▸ **Data records**
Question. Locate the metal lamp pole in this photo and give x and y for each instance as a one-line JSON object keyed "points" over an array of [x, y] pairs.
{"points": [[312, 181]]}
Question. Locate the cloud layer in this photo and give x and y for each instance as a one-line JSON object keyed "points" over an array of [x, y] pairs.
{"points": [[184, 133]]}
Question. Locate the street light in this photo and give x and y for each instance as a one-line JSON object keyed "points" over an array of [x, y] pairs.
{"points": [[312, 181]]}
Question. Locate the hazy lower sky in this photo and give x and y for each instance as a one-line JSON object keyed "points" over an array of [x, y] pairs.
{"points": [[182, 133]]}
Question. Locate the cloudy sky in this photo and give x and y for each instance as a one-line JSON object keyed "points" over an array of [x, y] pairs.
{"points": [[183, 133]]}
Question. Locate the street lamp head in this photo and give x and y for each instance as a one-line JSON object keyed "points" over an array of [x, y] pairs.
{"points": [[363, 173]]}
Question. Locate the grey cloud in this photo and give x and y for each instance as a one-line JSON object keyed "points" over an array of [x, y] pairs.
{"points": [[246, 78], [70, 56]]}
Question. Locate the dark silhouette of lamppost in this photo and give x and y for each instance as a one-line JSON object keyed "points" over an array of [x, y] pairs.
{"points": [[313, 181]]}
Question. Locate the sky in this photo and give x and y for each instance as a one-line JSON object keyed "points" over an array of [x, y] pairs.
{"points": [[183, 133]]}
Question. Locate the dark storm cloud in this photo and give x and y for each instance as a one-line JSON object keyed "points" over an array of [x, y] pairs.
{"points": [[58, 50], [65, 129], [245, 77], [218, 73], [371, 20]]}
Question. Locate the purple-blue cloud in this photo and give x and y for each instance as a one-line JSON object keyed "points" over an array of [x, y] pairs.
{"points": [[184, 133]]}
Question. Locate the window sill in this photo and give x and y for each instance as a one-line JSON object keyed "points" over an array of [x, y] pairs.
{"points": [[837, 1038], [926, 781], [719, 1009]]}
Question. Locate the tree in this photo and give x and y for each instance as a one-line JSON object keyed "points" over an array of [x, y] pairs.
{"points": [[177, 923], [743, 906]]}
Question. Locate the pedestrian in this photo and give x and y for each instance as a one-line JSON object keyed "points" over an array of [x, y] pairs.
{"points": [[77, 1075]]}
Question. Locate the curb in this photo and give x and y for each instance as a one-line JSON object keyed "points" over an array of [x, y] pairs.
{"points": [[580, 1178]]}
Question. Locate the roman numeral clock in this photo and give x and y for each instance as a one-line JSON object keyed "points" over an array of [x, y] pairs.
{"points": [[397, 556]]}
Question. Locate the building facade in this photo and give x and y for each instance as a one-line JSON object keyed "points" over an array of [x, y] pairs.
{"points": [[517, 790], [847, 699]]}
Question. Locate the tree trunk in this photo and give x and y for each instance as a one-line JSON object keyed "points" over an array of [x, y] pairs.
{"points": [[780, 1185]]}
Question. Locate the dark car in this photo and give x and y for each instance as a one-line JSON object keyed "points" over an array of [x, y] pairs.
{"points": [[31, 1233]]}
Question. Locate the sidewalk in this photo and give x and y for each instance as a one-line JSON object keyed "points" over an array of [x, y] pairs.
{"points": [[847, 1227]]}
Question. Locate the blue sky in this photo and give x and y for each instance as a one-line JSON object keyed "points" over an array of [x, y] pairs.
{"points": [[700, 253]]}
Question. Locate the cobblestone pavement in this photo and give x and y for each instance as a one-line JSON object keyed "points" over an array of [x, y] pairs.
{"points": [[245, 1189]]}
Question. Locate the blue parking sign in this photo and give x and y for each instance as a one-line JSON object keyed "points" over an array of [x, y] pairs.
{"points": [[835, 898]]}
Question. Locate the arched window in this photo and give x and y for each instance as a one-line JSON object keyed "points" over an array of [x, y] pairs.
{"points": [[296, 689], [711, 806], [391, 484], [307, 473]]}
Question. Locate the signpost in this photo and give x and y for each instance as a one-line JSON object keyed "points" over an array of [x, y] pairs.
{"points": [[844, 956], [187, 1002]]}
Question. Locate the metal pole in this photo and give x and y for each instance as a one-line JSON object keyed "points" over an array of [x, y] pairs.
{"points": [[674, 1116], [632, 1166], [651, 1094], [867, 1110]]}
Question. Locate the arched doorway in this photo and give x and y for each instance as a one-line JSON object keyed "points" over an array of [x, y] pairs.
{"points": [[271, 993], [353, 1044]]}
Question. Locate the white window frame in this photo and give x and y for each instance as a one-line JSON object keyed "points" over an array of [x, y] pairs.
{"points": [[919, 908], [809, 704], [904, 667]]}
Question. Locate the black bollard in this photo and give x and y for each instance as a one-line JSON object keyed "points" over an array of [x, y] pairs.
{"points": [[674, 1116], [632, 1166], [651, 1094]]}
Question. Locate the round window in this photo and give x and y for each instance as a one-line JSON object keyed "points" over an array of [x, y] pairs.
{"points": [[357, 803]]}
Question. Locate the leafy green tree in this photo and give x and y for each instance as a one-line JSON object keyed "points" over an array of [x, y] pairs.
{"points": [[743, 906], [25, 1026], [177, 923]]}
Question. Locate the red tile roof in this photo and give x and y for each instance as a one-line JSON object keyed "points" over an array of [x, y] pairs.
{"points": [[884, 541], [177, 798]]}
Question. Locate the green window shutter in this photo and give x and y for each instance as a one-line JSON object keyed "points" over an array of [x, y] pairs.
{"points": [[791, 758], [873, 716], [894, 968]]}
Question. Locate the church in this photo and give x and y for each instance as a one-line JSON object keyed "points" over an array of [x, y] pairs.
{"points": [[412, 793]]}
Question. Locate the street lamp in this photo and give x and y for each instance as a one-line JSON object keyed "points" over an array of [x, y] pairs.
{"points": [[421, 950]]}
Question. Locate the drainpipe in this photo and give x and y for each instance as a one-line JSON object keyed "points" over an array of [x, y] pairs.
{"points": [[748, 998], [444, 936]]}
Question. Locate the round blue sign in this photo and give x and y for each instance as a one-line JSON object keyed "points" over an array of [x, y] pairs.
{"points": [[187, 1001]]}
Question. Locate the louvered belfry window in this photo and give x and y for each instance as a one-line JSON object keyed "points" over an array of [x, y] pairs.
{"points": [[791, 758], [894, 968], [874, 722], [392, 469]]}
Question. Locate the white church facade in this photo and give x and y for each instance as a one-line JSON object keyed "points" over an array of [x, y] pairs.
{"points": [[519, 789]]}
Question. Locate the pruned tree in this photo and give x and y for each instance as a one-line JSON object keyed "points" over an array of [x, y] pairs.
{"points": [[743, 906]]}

▸ **Directions for this task**
For this task, retype the material exactly, line for line.

▸ **Reply to the task**
Question. Locate the metal lamp pole in this photo and give x and y for each instance as a one-line JSON object keyed "points" over an array of [x, y] pairs.
{"points": [[312, 181]]}
Question. Locate the cloud layer in this photo and give x and y for each instance as a one-line JSON object keyed "points" over an array of [x, y] pairs.
{"points": [[184, 133]]}
Question. Locate the street light in this photo and give x and y for each instance as a one-line JSON object keyed "points" over an array of [x, y] pairs.
{"points": [[312, 181]]}
Question. Locate the hazy lower sky in this photo and give x and y for each instance as a one-line JSON object keyed "points" over an array of [x, y] pairs.
{"points": [[182, 133]]}
Question. Locate the cloudy sky in this photo and give x and y for each instance as a one-line JSON object keyed "points" over an array of [x, y] pairs.
{"points": [[183, 133]]}
Question. Locate the street lamp head in this photo and give x and y for each instance as a one-line JSON object keyed "points" over an array of [x, y] pairs.
{"points": [[363, 173]]}
Question. Locate the grey cloud in this photo and give x and y for each instance as a one-line JSON object keyed "points" over an array of [x, y] pairs.
{"points": [[246, 78], [70, 56]]}
Question. Locate the dark silhouette of lamppost in this photo and give x and y for each instance as a one-line JSON object keyed "points" over an array of [x, y] pairs.
{"points": [[313, 181]]}
Question. Locate the sky in this photo and give x and y for each instance as a one-line JSON object keyed "points" over an array of [x, y] pairs.
{"points": [[183, 133]]}
Question. Locate the dark storm cloud in this photo and give x and y for each instance as a one-line JSON object keyed "points" over an array of [x, y] pairs.
{"points": [[58, 50], [65, 129], [245, 77], [218, 73], [371, 20]]}
Question. Locate the purple-blue cloud in this photo and give x and y for each instance as a one-line JSON object keyed "points" over an array of [x, y] pairs.
{"points": [[184, 133]]}
Question. Locate the window sill in this photo and give x and y for each instance as a one-line JSON object keyed "points" over an array of [x, y] pairs.
{"points": [[837, 1038], [926, 781], [719, 1009]]}
Question. Locate the tree in this photo and give x and y for each instance as a one-line JSON object keyed "points" over an array of [x, y] pairs.
{"points": [[177, 923], [743, 906]]}
Question. Locate the pedestrian in this photo and give x and y for each instance as a one-line JSON object keyed "points" over an array of [x, y] pairs.
{"points": [[77, 1075]]}
Question. Locate the curb in this photo and give x and y for each instance as a one-line JSON object keyed "points" over an array of [x, y] pairs.
{"points": [[580, 1178]]}
Question. Locate the roman numeral clock in this photo and give x and y for each instance as a one-line JSON object keyed "points" over an array of [x, y] pairs.
{"points": [[397, 556]]}
Question. Locate the building facade in this photo and give x and y for each instance as a one-line JSON object keyed "points" over an array of [x, y] pairs.
{"points": [[517, 790], [847, 699]]}
Question. Locate the tree trunk in this photo and give x and y for each instance as a one-line JSON object keyed "points" over an array of [x, y] pairs.
{"points": [[780, 1185]]}
Question. Locate the dark car in this photo and give x and y for each instance as a one-line JSON object keyed "points" over an array of [x, y] pairs.
{"points": [[31, 1233]]}
Question. Locate the sidewalk in this photo and give x and y for each instance as a one-line JSON object keyed "points" over an array of [x, y] pairs.
{"points": [[847, 1227]]}
Question. Locate the blue sky in this photo and give x and y for each instance as a one-line JSON object keyed "points" over an array of [x, y] pairs.
{"points": [[700, 253]]}
Question. Locate the cobblestone pavement in this photo and give x and y for each instance as a one-line JSON object keyed "points" over an array of [x, y] pairs.
{"points": [[245, 1189]]}
Question. Locate the blue parking sign in this photo and give x and y for each instance as a one-line JSON object keyed "points" over an array of [x, y] pairs.
{"points": [[835, 898]]}
Question. Locate the arched window in this photo and give x and y for each instance as a one-line JSON object keyed "points" over an array of [x, y] pairs.
{"points": [[296, 689], [711, 806], [391, 484], [307, 473]]}
Question. Locate the signpost in this photo and give x and y for each instance as a one-line JSON object keyed "points" over an array of [x, y] pairs.
{"points": [[844, 956], [187, 1002]]}
Question. Locate the metal pole in this photo and give x and y for each instance as a one-line JSON object keyed "points" over an array of [x, y] pairs.
{"points": [[674, 1116], [632, 1166], [651, 1094], [867, 1110]]}
Question. Locate the arched doorway in this photo and give x and y for each instance as a one-line JSON object keyed "points" over an array of [x, y] pairs.
{"points": [[271, 993], [353, 1044]]}
Question. Locate the white window frame in this photo and give x and y for each instance as a one-line JSON object keyed "points" over an array of [x, y] pairs.
{"points": [[919, 908], [809, 704], [904, 667]]}
Question. Locate the black bollard in this photo and give x and y for each instance as a one-line JSON object keyed "points" over an array of [x, y] pairs.
{"points": [[674, 1116], [632, 1166], [651, 1094]]}
Question. Locate the round window in this photo and give x and y for each instance as a one-line JSON object keyed "points" over an array of [x, y] pairs.
{"points": [[357, 803]]}
Question. Locate the leafy green tree in this photo and give x and y for each instance as a one-line JSON object keyed "points" over an array of [x, y] pairs.
{"points": [[743, 906], [25, 1026], [177, 923]]}
Question. Locate the red tile roof in this photo and give x and y for each instance as a one-line JSON object keyed "points" over an array of [x, y] pairs.
{"points": [[884, 541], [177, 798]]}
Question. Locate the green window shutter in this photo and give x and y for each instance as a one-line JSON object keyed "points" over an array of [x, y] pairs.
{"points": [[791, 758], [873, 716], [894, 968]]}
Question. Locate the church in this photo and give x and y for each instance as a one-line JSON object keyed "points" over an array of [x, y] pairs.
{"points": [[412, 793]]}
Question. Locate the street lamp in this photo and give x and y for each instance as a one-line JSON object keyed "points" over an array of [x, y] pairs.
{"points": [[421, 950]]}
Question. Locate the drainpipe in this photo and give x and y for each instance as a one-line JSON object keyed "points" over an array of [x, y] pairs.
{"points": [[748, 998], [444, 936]]}
Question. Locate the round blue sign in this photo and give x and y for each instance as a one-line JSON object keyed "points" over an array of [x, y] pairs.
{"points": [[187, 1001]]}
Question. Locate the louvered belfry window in this photo and give x and y for each instance as a one-line JSON object keyed "points" over an array of [x, y] pairs.
{"points": [[791, 758], [894, 968], [874, 722], [392, 469]]}
Question. Locate the white church facade in this photo and give x and y for each instance as a one-line JSON object keyed "points" over an array of [x, y] pairs.
{"points": [[519, 789]]}
Question. Locate the pruned tree in this photo and give x and y for each instance as a one-line JSON object keyed "points" over an array of [x, y] pairs.
{"points": [[743, 906]]}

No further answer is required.